## [VORLIEGENDER TEXT]
·····

Wichern: Rüdiger Bremme Gast der aktuellen Runde

Bad Oeynhausen (sto). Einer der Zeitzeugen, die aus eigenem Erleben von der Ausgrenzung, Verfolgung und Ermordung ihrer deutschen Mitbürger jüdischen Glaubens berichten können, ist Pfarrer i. R. Rüdiger Bremme. Im Rahmen der Reihe »aktuelle Runde« der Wichern-Gemeinde berichtete er über das Schicksal der jüdischen Familie Berlinger während der Zeit des Nationalsozialismus.

Der Referent stellte auf bewegende Weise den Prozess der Ausgrenzung dar, den die jüdischen Mitbürger im Laufe der dreißiger und vierziger Jahre erleiden mussten: »Die Mitglieder der Familie Berlinger fühlten sich als Deutsche wie andere Deutsche auch«, so Bremme. Dafür spreche vor allem die Namenswahl, die Benjamin Berlinger für die beiden Söhne getroffen hatte: Siegfried nannte er den älteren, 1920 geborenen, Manfred den jüngeren, 1925 geborenen Sohn. Dieser war ein Mitschüler von Rüdiger Bremmes älterem Bruder Reinhard.

·····

Zeilen des Datensatzes zum Zeigen auf Objekte

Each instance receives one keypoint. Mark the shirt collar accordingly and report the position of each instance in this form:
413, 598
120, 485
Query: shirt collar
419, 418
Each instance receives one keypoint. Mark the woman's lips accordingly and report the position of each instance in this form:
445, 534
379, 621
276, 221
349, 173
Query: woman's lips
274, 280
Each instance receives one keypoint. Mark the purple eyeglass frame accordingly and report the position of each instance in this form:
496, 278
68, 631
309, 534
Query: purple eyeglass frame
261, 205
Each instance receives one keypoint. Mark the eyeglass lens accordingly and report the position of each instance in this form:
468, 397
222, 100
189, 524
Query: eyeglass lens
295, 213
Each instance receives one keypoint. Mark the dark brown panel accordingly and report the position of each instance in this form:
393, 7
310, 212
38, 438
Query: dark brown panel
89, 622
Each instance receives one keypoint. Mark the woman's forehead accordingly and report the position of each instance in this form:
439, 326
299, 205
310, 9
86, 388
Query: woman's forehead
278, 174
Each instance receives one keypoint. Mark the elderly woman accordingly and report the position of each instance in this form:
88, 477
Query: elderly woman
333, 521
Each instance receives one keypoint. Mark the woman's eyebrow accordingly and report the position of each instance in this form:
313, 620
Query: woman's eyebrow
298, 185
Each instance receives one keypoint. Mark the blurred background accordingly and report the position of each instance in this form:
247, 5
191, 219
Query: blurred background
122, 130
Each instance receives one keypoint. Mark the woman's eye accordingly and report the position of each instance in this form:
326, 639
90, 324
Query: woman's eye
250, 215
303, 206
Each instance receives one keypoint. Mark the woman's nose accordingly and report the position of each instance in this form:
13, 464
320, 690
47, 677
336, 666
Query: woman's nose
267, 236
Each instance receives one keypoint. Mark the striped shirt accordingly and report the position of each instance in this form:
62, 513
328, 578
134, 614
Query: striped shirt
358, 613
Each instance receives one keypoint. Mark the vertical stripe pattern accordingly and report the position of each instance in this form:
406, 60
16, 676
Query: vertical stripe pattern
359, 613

·····

## [AUFGABEN UND ÜBUNGEN]
a. Gib aus dem Artikel über Rüdiger Bremme den Abschnitt von „Der Referent stellte“ bis einschließlich „älterem Bruder Reinhard.“ wortgetreu aus.
b. Welchen Namen gab Benjamin Berlinger laut dem Artikel über Rüdiger Bremme seinem älteren Sohn?
c. Führe den Artikel über Rüdiger Bremmes Vortrag zur Familie Berlinger bitte im Anschluss an seinen letzten Satz weiter.
Die Daten spielen hierbei keine Rolle.

## [ENDGÜLTIGE ANTWORTEN]
a.
Der Referent stellte auf bewegende Weise den Prozess der Ausgrenzung dar, den die jüdischen Mitbürger im Laufe der dreißiger und vierziger Jahre erleiden mussten: »Die Mitglieder der Familie Berlinger fühlten sich als Deutsche wie andere Deutsche auch«, so Bremme. Dafür spreche vor allem die Namenswahl, die Benjamin Berlinger für die beiden Söhne getroffen hatte: Siegfried nannte er den älteren, 1920 geborenen, Manfred den jüngeren, 1925 geborenen Sohn. Dieser war ein Mitschüler von Rüdiger Bremmes älterem Bruder Reinhard.

b. Siegfried

c.
Ein Zeichen für die Assimilierung des Vaters war ferner, dass er seinen eigenen, aus der biblischen Tradition stammenden Vornamen Benjamin in Benno verkürzte. »Die Berlingers gehörten zum gehobenen Bürgertum der Badestadt«, erklärte Bremme. Der Vater habe in dem angesehenen Modehaus Rüdenberg die Stelle eines Prokuristen innegehabt. Dessen Inhaber Otto Rüdenberg schilderte Bremme als einen tüchtigen Kaufmann und warmherzigen Vorgesetzten.
Dass die Familie Berlinger einer anderen Glaubensgemeinschaft angehörte, habe sich nach außen kaum manifestiert, allenfalls vielleicht in der Tatsache, dass am Sabbat nicht geputzt wurde, dass es manchmal Matzengebäck gab, was die Kinder als schmackhaft in Erinnerung behielten. Die Juden in Bad Oeynhausen gehörten zur Synagogengemeinde in Vlotho.
Man kannte sich unter den Kindern der Nachbarschaft, denn die Familie Berlinger wohnte ebenso wie die Familie Bremme in der Nähe des Tirpitzplatzes, Kindergeburtstage wurden zusammen gefeiert. Rüdiger Bremme berichtete über die zunehmende Ausgrenzung der jüdischen Mitbürger.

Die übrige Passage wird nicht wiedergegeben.